**GOAL OF THE EXERCISE:** The pictures get left out, but everything else in the listing below must be duplicated exactly.

**GIVEN INFORMATION:**
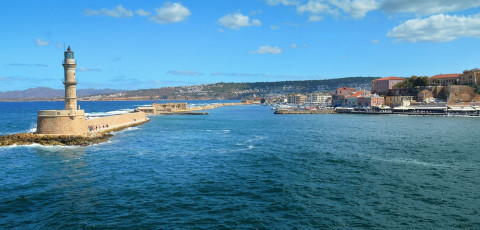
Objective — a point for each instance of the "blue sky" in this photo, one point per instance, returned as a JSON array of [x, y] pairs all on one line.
[[151, 44]]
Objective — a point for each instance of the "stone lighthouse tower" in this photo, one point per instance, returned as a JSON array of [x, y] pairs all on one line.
[[69, 80], [70, 120]]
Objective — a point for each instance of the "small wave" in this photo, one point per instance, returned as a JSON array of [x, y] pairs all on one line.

**SOLVED EXERCISE:**
Objective — a point for each instance of the "blue sky" in this photo, one point per instance, returned as a JSON array of [x, y] pairs all on one line.
[[151, 44]]
Objective — a point for each instance of the "stone lighthouse tower" in this photo, one point per instance, returned as a JSON array of [x, y] pairs all on one line.
[[69, 80], [70, 120]]
Objective — a point for each instance of the "small wave" in this photo, one point per instance, returned as a JSON array of [x, y] pairs all on one line.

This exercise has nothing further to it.